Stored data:
____________________

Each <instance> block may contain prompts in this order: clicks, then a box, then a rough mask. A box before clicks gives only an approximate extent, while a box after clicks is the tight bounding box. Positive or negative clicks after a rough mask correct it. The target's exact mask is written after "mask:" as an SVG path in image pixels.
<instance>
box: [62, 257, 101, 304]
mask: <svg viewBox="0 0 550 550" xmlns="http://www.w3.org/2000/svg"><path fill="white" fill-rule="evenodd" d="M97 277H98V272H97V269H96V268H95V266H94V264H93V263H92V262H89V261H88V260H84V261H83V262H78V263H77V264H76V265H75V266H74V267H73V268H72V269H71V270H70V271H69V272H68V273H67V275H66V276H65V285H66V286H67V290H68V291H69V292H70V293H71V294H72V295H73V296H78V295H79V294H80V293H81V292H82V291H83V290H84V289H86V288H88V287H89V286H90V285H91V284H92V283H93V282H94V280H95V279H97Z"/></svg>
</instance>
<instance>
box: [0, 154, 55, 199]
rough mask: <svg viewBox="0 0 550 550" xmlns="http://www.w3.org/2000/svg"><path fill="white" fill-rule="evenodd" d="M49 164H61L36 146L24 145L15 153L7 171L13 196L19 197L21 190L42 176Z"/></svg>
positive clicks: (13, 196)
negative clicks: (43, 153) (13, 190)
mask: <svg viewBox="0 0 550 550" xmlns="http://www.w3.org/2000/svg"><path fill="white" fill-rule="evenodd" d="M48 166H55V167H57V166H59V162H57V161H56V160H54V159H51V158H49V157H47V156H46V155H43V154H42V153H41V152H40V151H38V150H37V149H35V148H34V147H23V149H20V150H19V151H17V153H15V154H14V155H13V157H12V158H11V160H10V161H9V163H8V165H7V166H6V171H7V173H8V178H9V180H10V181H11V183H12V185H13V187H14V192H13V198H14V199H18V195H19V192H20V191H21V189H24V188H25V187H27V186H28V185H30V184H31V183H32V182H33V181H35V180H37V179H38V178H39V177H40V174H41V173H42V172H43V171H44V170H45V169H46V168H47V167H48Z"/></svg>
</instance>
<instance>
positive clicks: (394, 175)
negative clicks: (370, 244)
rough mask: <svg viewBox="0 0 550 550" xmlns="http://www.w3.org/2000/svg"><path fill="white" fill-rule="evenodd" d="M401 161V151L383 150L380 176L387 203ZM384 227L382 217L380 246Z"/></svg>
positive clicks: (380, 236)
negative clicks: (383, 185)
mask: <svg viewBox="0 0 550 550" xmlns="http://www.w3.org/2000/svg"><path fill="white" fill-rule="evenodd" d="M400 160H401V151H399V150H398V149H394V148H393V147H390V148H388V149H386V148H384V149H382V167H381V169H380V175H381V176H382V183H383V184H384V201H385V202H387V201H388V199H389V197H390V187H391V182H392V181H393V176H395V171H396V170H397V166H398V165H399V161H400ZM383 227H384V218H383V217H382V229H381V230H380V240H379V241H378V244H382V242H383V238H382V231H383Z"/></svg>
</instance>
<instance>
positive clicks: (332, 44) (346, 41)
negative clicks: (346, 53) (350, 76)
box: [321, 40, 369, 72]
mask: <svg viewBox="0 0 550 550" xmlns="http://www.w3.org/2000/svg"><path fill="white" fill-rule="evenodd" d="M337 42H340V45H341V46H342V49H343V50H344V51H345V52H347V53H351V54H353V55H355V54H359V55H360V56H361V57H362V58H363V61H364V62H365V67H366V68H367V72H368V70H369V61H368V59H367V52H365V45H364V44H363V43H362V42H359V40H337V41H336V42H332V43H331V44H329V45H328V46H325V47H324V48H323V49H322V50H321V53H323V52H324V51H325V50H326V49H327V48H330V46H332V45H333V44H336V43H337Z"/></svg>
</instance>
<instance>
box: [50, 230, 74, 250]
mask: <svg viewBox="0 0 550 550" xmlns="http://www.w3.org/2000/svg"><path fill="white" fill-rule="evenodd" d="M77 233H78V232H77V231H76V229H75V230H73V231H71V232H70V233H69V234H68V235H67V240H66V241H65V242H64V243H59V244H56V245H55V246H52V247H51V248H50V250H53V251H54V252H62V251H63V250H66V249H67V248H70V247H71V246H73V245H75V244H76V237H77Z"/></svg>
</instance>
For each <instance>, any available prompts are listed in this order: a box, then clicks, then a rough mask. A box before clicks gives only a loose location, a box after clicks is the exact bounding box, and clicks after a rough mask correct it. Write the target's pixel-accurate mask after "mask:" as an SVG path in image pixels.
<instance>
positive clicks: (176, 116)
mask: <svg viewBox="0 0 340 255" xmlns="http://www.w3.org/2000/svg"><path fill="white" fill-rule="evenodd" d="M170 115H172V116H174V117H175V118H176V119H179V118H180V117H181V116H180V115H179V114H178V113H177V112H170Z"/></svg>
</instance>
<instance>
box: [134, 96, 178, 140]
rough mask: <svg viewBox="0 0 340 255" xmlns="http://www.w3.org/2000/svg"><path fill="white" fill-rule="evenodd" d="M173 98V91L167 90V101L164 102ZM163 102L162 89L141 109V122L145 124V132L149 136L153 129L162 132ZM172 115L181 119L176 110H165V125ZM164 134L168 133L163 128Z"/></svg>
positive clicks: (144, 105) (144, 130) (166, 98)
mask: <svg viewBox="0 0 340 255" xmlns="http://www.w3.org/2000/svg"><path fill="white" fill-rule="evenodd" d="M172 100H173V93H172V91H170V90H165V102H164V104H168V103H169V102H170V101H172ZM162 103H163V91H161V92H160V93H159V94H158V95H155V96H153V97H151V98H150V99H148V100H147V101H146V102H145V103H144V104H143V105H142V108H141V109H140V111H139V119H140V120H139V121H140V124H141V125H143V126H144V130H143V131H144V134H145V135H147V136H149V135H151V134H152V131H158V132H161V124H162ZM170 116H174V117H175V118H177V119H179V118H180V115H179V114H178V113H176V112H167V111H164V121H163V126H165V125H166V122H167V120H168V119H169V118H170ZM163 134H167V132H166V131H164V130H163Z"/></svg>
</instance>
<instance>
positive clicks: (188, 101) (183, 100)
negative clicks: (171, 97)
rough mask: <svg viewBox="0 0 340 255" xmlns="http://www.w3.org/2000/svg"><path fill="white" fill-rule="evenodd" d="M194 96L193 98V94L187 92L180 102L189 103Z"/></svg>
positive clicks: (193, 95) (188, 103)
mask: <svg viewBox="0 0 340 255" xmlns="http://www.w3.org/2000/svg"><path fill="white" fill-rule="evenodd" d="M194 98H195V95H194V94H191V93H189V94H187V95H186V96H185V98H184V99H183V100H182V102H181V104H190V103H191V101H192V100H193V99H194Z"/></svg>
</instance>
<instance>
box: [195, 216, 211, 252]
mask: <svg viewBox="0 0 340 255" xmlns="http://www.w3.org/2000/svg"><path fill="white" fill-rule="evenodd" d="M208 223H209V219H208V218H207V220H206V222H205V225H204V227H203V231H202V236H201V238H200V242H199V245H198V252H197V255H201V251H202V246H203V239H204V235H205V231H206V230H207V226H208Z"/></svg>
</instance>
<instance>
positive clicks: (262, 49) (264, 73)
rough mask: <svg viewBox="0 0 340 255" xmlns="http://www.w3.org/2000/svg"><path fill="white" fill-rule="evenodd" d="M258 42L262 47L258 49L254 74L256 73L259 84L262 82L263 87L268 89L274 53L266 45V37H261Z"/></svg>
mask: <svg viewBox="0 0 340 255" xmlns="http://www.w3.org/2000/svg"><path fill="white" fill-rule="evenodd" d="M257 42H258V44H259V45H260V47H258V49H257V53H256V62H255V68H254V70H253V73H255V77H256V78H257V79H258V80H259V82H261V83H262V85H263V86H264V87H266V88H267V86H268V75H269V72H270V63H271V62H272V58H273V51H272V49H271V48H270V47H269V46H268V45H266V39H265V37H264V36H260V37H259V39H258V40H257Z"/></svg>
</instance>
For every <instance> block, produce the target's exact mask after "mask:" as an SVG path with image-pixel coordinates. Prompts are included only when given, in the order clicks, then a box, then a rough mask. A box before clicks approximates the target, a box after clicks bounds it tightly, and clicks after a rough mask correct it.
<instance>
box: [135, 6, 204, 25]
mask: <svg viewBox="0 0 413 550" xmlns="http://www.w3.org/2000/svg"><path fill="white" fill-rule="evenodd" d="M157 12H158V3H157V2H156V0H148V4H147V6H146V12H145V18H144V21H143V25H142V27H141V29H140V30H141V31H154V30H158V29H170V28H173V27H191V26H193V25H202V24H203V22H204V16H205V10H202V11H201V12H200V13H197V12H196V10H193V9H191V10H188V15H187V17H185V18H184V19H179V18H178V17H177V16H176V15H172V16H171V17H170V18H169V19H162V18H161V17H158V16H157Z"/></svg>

____________________

Give every line from the start of the records through the line containing "positive clicks: (13, 196)", both included, as a numbered list, leaving out any blank lines.

# Written response
1. Each <instance> block may contain prompts in this order: clicks, then a box, then a rough mask. A box before clicks gives only an approximate extent, while a box after clicks is the tight bounding box. Positive or negative clicks after a rough mask correct it. The target's exact mask is written after "mask:" as an SVG path in image pixels.
2. <instance>
3. box: [62, 257, 101, 304]
4. mask: <svg viewBox="0 0 550 550" xmlns="http://www.w3.org/2000/svg"><path fill="white" fill-rule="evenodd" d="M97 277H98V272H97V269H96V268H95V266H94V264H93V263H92V262H89V261H88V260H84V261H83V262H78V263H77V264H76V265H75V266H74V267H73V268H72V269H71V270H70V271H69V272H68V273H67V275H66V276H65V285H66V286H67V290H68V291H69V292H70V293H71V294H72V295H73V296H78V295H79V294H80V293H81V292H82V291H83V290H84V289H86V288H88V287H89V286H90V285H91V284H92V283H93V282H94V280H95V279H97Z"/></svg>
5. </instance>
6. <instance>
7. box: [0, 154, 55, 199]
8. rough mask: <svg viewBox="0 0 550 550" xmlns="http://www.w3.org/2000/svg"><path fill="white" fill-rule="evenodd" d="M49 164H61L36 146L24 145L15 153L7 171L13 196L19 197L21 190L42 176Z"/></svg>
9. positive clicks: (13, 196)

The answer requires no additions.